**EXTRACT PROVIDED:**
Why legal marijuana is a good argument for tax reform

State-legal marijuana producers and retailers are seeking to take advantage of deductions they are now denied under their ambiguous legal status. But some may want to get into the tax system just so they can harvest the many generous deductions it offers.

Elaine Thompson/AP/File
Marijuana plant starts at a growing facility in Seattle.

That was the headline for a story written by Rob Hotakainen of McClatchy Newspapers the other day. In less than a dozen words, it describes much of what’s wrong with the federal tax system.  And in an odd way it helps explain why tax reform is such a good idea.

State-legal marijuana producers and retailers are seeking to take advantage of deductions they are now denied under their ambiguous legal status. And, as I’ve written in the past, they probably should be allowed to do so. But some may want to get into the tax system just so they can harvest the many generous deductions it offers.

That pungent odor you smell isn’t Blue Skunk Special. It may be the sweet scent of a tax shelter wafting through the door.

First, let’s parse what’s going on. Several states have recently made marijuana legal. But weed remains illegal under federal law. Thus, while growers and sellers must pay federal income tax on their profits, they are explicitly barred under the Revenue Code from claiming deductions or credits.  Buyers don’t pay federal excise taxes as they might if they purchased, say, beer or cigarettes.

To be clear, the state-legal marijuana industry Rob wrote about doesn’t want to pay more taxes itself. Indeed, by gaining access to deductions, it would pay less. Buyers, on the other hand, would pay a new tax. Backers estimate a $50-per-once retail-level levy would generate about $20 billion a year.  

This is enough to give at least a few members of Congress the revenue munchies. And a couple of bills have been introduced to legalize, regulate, and tax sales of grass. One would create a national system. The other would allow states to tax marijuana—and grant deductions. Washington State wants to impose a 25 percent Value-Added-type tax on producers, processors, and retailers.

It would be interesting to figure out whether such a levy turns out to exceed an income tax without deductions. But either way, much of that tax would be passed on to buyers in the form of, um, higher prices. How much would depend on the willingness of buyers to pay more for legal taxable weed rather than lower-cost but riskier illegal dope. 

The new tax liability is all about the buyers, while growers and sellers have their eye on the deductions that come along with being in the tax system. They may be dope sellers, but they are still business people who want to maximize after-tax returns.

For instance, retailers could deduct costs such as rent, legal fees, and wages. And, like other small businesses, they might write off automobiles and office equipment. Growers could deduct the cost of farm equipment and the like.

This does get complicated. The current uncertain system discourages legal, regulated sales and encourages a black market, even in states where marijuana is legal. After all, paying federal tax without the benefit of deductions is a huge disincentive to reporting marijuana income. On the other hand, access to deductions may encourage the sort of gaming that infects today’s tax system.

While I’m sure this isn’t what the state-legal marijuana industry had in mind, the curious situation in which it finds itself may be yet another argument for trading off all those tax preferences for lower rates. After all, in a system without deductions and credits the marijuana industry would be treated no differently than any other business.

The legal dope industry is probably not the tax reform poster child House Ways & Means Committee Chairman Dave Camp (R-MI) is looking for. Still, its plight is an instructive story.

**GIVEN RECORDS:**
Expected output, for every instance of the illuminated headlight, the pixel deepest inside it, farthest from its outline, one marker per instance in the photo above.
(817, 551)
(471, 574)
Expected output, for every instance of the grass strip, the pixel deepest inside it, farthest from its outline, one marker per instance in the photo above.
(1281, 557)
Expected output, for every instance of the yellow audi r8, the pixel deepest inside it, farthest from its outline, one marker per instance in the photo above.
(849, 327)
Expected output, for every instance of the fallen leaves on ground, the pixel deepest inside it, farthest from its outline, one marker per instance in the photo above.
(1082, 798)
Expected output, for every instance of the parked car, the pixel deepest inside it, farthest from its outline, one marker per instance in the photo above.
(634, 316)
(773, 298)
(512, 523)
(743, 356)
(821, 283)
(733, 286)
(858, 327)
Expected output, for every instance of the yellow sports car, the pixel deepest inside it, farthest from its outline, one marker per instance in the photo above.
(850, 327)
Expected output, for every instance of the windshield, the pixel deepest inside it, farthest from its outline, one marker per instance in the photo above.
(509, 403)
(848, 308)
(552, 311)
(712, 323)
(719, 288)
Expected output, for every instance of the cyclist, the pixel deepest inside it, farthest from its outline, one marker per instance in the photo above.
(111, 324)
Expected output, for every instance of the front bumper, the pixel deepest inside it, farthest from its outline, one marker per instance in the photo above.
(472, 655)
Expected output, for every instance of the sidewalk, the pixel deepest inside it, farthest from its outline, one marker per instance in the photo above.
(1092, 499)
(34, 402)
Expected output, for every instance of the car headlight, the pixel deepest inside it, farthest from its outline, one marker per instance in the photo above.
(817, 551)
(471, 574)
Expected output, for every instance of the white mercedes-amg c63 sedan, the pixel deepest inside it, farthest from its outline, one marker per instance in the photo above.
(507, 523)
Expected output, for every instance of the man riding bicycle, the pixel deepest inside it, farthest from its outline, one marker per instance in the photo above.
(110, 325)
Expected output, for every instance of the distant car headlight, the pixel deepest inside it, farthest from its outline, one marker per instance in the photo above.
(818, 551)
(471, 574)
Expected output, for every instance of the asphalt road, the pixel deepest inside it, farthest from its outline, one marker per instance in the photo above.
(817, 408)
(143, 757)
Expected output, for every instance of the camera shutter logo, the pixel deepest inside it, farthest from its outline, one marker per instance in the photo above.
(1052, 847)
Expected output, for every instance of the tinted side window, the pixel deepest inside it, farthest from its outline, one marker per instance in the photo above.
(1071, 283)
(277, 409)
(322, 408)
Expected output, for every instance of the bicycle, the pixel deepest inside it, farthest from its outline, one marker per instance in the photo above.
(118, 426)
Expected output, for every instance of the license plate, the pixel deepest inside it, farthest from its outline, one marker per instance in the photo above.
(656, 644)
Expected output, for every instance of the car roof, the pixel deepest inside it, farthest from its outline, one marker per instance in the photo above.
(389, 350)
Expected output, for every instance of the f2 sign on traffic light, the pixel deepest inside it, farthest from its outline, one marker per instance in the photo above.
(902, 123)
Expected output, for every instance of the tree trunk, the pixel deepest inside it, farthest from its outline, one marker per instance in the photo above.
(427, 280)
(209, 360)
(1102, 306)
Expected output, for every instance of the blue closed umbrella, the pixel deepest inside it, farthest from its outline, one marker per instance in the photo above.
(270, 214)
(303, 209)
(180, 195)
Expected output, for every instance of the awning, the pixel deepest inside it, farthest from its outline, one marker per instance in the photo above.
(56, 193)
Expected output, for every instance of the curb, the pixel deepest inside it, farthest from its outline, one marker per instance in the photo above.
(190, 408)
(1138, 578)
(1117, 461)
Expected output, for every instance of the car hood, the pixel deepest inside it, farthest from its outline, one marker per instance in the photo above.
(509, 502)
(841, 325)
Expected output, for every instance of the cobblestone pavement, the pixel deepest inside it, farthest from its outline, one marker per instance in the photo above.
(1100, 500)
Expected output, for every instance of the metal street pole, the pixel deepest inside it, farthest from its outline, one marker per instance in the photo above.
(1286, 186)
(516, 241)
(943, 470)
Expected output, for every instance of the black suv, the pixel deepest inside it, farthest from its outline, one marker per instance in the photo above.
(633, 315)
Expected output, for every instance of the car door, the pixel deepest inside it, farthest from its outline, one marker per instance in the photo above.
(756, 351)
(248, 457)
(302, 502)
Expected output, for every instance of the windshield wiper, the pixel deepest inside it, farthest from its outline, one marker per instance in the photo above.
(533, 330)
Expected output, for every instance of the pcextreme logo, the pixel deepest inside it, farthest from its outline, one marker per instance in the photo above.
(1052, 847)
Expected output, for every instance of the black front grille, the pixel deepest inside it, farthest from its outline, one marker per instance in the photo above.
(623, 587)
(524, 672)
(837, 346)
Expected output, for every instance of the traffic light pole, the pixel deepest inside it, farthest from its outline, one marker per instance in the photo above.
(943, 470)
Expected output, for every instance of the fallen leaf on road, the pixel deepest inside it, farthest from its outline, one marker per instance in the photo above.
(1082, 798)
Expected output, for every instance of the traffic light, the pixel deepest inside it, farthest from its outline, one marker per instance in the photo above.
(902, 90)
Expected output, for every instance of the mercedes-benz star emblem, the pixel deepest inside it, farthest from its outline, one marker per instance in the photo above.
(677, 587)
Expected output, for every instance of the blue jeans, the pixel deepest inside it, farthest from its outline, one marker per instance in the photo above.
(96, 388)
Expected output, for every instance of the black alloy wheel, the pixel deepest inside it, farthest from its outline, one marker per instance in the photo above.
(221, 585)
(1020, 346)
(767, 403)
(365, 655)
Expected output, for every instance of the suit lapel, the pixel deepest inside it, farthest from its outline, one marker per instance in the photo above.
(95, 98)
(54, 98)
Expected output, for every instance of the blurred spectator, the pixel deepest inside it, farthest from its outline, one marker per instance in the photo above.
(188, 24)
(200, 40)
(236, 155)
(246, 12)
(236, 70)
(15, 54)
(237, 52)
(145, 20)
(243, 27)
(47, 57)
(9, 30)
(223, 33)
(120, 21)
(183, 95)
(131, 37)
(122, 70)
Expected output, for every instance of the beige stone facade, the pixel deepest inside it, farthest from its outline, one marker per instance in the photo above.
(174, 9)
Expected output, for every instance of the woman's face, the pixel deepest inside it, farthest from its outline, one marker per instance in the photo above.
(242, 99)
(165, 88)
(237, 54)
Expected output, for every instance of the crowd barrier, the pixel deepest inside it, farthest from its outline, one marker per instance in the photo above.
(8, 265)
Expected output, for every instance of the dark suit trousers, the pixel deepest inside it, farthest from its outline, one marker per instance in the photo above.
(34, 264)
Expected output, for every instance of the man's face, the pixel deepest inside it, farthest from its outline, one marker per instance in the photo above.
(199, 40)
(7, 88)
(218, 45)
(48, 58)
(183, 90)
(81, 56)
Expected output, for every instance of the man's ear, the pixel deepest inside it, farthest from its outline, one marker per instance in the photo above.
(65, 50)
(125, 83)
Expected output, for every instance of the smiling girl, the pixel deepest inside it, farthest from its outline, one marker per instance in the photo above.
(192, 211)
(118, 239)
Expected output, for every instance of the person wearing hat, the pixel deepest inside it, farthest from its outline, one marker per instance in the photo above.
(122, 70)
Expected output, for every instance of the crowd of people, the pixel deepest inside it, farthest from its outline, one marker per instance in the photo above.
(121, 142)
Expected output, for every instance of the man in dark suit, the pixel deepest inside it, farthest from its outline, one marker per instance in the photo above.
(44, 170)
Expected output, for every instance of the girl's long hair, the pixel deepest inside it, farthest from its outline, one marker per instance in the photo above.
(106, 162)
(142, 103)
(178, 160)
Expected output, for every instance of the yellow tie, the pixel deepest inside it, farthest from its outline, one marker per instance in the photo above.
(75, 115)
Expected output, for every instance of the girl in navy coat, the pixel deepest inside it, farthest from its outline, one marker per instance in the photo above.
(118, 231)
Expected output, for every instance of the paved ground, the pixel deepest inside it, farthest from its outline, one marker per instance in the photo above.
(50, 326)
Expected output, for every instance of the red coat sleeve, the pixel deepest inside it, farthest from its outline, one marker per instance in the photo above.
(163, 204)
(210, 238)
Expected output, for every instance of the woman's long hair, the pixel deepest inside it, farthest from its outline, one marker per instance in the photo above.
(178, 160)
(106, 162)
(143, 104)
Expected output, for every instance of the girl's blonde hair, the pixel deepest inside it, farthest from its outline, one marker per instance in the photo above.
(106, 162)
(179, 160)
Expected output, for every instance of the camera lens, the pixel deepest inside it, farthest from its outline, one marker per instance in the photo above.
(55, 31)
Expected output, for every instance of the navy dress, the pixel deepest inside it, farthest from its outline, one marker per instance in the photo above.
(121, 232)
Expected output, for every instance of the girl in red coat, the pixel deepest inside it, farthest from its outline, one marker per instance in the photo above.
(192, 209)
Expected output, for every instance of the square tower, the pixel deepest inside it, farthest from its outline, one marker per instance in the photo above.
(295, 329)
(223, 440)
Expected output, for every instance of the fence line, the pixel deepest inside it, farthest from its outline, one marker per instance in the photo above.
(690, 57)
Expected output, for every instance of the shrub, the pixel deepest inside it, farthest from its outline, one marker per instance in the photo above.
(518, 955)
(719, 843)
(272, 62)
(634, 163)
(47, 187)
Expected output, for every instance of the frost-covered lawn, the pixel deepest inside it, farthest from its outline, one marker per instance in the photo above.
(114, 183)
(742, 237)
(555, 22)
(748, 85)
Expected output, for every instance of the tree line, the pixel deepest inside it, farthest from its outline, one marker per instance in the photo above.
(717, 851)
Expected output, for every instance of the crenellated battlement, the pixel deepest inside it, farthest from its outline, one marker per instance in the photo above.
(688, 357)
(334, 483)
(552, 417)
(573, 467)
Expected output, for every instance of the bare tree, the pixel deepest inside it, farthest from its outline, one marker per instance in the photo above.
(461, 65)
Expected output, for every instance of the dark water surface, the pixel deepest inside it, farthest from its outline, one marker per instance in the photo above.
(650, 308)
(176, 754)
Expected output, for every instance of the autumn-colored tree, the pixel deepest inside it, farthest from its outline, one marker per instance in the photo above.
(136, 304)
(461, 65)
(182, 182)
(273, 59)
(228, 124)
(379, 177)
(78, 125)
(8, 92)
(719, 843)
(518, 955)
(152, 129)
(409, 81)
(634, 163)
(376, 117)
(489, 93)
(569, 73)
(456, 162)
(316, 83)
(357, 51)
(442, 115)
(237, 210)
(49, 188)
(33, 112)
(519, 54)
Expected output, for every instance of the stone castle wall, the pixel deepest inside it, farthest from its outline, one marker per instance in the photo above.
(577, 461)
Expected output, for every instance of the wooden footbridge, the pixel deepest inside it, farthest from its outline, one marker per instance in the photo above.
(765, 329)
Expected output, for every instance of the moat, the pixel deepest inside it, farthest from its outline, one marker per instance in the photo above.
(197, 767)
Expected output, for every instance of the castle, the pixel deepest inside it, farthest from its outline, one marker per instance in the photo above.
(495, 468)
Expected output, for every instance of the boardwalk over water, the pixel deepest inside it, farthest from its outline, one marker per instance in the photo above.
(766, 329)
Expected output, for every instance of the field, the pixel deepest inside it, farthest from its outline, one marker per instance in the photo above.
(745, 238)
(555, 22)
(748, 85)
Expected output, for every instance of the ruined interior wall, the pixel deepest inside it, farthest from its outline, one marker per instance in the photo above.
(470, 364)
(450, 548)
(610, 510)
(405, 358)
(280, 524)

**EXERCISE DIRECTIONS:**
Please return, word for word, the passage of the marijuana tax article that begins with "This does get" and stops after "any other business.".

**RESPONSE AREA:**
This does get complicated. The current uncertain system discourages legal, regulated sales and encourages a black market, even in states where marijuana is legal. After all, paying federal tax without the benefit of deductions is a huge disincentive to reporting marijuana income. On the other hand, access to deductions may encourage the sort of gaming that infects today’s tax system.

While I’m sure this isn’t what the state-legal marijuana industry had in mind, the curious situation in which it finds itself may be yet another argument for trading off all those tax preferences for lower rates. After all, in a system without deductions and credits the marijuana industry would be treated no differently than any other business.